• TASK TO CARRY OUT
Once the pictures have been removed, repeat the remainder of the records exactly.

--- SOURCE MATERIAL Enclosed Below ---

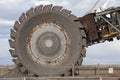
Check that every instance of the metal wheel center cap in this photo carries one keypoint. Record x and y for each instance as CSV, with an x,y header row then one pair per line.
x,y
48,43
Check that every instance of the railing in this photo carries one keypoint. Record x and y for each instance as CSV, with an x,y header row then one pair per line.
x,y
85,71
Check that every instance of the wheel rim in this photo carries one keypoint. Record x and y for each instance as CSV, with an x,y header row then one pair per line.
x,y
49,44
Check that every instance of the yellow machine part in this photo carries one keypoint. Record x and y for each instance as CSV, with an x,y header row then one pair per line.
x,y
110,33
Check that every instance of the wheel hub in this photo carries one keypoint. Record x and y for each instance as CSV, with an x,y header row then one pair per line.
x,y
49,44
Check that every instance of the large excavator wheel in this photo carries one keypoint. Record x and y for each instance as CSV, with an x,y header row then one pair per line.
x,y
46,41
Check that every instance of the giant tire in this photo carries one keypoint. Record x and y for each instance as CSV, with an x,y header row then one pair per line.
x,y
47,29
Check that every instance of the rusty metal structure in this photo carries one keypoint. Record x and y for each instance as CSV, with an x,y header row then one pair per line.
x,y
49,41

--- End of Enclosed SOURCE MATERIAL ---

• YOUR SOLUTION
Check that every instance of the metal wheel center cap in this photo carries one keypoint. Record x and y for each instance as CSV, with an x,y header row then one pair per line.
x,y
48,43
Check that every instance of the railing in this photo carries one keypoint. Record x and y for each instance as CSV, with an x,y header row then one pair per line.
x,y
85,71
Check that every instance of the wheel rim in this photo carries one keypoint. Record x and y for each instance as CSV, with an x,y header row then one pair per line.
x,y
49,44
Check that every instance of the yellow machine part in this photo carries one keypoint. Record x and y for each instance as CSV, with an x,y header row then one pair per line.
x,y
110,33
Check that every instance of the wheel hub in this photo carries one keypoint. Record x and y for each instance as CSV, with an x,y header row then one pair per line.
x,y
49,44
Check that every instance of the large excavator wheel in this photo carries one keypoint. Record x and y for each instance as CSV, with an x,y header row then one pair per line.
x,y
46,41
Check that every instance of the giant tire in this photo carries one keypoint. Record x and y for each instance as CSV, with an x,y header row then one pair per line.
x,y
47,29
Check that every instance of the rusty metal structure in this photo carries one keypoint. Record x and y for each instance as CSV, with an x,y header row then one pair per line.
x,y
49,41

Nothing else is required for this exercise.